Work instructions:
Skip every picture and transcribe the remaining material exactly.

(Dataset rows on where objects appear)
^^^^^^^^
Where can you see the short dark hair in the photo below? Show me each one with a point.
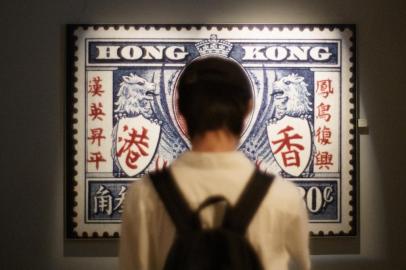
(214, 93)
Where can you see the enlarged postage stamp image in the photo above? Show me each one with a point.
(127, 123)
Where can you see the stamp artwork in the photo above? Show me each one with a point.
(127, 123)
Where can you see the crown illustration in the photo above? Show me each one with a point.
(214, 46)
^^^^^^^^
Exercise solution:
Where can you see the short dark hair in the photo below? Show me each one with a point.
(214, 93)
Where can you see the enlarged postage stamp image in the photo above? Show me each one with a point.
(127, 123)
Where can you see the stamp artwork in the photo above? Show me each one with a point.
(127, 123)
Where can you see the crown illustration in the photo above? Show me each one with a point.
(214, 46)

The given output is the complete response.